• _Direction_: Find every line in the listing below that contains the word "grass", and copy each of those lines.

• _Provided material_:
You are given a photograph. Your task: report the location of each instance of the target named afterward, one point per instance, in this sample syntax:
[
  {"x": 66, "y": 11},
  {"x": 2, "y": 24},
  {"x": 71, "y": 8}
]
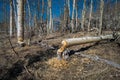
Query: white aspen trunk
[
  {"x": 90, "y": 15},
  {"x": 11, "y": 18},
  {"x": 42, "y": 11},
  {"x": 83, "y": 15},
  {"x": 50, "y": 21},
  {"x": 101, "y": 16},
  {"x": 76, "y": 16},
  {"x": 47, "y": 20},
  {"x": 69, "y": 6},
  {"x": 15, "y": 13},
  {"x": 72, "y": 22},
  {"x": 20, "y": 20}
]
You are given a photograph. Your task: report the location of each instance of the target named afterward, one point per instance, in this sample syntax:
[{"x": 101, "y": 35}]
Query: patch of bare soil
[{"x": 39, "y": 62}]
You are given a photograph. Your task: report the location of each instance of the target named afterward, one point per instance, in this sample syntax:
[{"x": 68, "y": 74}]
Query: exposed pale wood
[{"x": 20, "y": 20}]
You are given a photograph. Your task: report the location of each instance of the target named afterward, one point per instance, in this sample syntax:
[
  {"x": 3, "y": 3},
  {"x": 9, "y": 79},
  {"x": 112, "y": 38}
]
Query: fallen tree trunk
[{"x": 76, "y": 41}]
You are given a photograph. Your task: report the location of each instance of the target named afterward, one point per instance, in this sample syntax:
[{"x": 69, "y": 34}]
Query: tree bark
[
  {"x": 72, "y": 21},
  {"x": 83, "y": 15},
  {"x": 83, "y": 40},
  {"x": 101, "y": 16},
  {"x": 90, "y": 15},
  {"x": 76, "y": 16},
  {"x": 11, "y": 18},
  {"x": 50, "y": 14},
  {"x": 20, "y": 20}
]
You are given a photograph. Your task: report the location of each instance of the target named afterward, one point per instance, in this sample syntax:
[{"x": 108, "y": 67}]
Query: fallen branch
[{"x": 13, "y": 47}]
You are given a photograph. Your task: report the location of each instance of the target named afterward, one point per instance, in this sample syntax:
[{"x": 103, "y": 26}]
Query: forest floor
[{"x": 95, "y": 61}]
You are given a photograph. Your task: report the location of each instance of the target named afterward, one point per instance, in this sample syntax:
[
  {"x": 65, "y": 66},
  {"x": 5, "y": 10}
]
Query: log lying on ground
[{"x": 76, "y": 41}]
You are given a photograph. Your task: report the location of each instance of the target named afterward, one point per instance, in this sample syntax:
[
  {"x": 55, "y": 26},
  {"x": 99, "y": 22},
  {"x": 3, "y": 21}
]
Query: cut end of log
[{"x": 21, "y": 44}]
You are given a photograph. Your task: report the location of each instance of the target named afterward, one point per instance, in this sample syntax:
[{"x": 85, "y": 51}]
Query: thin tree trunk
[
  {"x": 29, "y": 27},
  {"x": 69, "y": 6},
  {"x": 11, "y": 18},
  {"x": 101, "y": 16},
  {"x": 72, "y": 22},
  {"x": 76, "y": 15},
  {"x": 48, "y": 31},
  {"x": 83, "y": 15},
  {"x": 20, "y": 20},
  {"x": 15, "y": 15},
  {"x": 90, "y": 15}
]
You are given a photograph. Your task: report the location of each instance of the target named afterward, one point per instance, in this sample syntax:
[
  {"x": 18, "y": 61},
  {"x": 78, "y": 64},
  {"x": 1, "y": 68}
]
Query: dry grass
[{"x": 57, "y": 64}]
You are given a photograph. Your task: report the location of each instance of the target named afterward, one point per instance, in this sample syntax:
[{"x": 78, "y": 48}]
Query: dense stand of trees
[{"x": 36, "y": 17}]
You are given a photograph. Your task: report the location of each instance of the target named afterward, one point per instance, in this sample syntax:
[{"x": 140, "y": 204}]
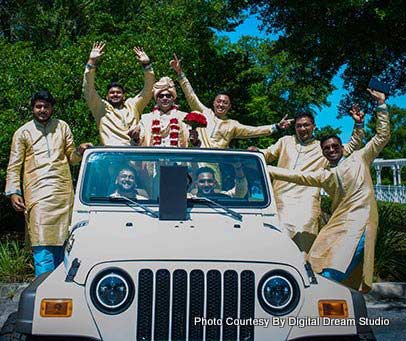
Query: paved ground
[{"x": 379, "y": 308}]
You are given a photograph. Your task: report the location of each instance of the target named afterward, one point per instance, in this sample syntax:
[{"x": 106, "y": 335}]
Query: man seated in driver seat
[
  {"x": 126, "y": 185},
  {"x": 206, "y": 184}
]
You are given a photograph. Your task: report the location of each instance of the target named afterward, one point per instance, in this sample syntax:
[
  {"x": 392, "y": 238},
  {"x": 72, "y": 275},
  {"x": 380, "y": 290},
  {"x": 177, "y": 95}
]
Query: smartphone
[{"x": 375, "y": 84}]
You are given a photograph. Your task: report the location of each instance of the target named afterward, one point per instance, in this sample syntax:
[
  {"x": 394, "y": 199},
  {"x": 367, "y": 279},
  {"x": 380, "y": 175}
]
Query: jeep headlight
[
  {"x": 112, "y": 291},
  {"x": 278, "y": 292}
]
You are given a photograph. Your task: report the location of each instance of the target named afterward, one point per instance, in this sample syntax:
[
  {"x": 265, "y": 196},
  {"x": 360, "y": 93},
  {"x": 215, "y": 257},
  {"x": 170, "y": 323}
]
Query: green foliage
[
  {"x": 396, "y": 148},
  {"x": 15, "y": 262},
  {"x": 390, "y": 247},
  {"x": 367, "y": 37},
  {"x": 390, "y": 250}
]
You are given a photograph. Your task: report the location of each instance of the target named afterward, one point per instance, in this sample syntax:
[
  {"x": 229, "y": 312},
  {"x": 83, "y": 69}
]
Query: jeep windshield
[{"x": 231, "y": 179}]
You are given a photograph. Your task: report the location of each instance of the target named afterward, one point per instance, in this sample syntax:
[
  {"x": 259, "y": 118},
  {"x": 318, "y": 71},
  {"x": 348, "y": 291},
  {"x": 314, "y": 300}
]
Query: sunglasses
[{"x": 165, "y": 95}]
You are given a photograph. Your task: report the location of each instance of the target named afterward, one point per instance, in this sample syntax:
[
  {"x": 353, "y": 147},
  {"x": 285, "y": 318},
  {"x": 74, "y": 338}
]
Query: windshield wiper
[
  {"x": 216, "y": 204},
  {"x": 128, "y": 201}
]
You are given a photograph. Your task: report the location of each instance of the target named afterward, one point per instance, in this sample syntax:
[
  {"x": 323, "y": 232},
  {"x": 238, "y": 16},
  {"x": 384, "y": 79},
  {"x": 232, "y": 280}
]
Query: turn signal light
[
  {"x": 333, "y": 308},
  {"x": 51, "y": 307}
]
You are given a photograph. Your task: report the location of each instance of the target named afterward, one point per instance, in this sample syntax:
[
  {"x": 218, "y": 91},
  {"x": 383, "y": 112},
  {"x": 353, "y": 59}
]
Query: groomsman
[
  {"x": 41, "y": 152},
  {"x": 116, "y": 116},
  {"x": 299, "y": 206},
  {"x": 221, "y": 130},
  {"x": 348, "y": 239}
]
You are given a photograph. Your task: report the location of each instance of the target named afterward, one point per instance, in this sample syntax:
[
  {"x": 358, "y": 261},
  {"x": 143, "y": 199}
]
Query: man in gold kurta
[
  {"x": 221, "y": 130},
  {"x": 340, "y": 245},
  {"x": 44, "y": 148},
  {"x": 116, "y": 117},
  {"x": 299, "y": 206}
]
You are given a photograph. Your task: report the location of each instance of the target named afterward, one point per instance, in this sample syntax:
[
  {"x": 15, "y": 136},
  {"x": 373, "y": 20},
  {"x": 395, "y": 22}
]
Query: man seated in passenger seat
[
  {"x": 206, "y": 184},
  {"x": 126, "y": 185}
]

---

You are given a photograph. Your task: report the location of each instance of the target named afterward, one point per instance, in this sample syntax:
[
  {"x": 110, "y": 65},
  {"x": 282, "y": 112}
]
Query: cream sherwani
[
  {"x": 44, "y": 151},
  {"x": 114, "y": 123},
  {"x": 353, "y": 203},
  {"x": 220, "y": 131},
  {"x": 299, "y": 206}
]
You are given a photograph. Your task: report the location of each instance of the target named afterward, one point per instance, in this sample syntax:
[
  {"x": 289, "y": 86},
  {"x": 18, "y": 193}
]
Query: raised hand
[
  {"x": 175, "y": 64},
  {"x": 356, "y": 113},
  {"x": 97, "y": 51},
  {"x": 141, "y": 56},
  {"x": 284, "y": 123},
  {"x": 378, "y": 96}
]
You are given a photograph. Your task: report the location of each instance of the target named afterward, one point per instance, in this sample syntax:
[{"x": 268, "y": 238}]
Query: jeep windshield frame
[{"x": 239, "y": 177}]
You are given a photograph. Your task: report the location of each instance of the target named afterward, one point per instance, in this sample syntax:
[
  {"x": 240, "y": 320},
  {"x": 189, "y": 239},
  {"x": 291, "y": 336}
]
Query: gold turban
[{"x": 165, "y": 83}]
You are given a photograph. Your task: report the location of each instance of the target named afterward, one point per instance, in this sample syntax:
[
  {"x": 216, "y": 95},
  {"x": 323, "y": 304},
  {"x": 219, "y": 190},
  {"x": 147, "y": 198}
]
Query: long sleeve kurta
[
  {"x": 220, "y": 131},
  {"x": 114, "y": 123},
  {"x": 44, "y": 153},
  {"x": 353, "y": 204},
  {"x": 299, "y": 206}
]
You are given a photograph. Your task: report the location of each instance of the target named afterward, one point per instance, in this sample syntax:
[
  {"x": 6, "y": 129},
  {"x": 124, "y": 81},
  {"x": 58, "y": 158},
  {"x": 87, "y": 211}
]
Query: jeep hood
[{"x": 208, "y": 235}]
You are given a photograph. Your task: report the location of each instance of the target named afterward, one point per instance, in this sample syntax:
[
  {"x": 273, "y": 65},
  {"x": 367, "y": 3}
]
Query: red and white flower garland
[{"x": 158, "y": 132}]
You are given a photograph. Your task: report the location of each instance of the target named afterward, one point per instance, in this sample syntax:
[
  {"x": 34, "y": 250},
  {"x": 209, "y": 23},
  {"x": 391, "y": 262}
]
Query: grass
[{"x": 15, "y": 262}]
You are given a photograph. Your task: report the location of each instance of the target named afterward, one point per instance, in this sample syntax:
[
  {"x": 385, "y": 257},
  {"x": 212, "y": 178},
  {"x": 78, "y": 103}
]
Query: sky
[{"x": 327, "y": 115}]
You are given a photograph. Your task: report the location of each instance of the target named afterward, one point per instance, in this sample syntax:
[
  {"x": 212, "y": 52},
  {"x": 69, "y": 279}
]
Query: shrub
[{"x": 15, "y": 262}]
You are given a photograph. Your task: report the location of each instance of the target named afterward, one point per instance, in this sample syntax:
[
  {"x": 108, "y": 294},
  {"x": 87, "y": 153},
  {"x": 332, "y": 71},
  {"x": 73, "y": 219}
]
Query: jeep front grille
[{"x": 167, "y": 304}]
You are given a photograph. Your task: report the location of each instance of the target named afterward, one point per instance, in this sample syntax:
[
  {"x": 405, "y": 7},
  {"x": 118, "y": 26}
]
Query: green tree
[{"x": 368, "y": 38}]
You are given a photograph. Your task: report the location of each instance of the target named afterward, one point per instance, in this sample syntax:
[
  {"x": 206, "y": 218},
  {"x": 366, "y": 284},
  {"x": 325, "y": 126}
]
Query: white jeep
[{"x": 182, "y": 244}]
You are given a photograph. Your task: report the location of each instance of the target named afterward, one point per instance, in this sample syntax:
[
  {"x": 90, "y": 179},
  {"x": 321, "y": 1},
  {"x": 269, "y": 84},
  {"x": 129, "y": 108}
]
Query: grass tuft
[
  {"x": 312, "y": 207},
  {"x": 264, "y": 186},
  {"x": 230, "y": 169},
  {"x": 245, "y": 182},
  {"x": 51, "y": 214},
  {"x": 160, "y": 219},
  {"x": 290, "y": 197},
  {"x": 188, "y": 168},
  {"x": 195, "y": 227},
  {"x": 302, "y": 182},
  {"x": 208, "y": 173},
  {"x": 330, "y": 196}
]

• _Written solution_:
Query: dry grass
Query: grass
Query: grass tuft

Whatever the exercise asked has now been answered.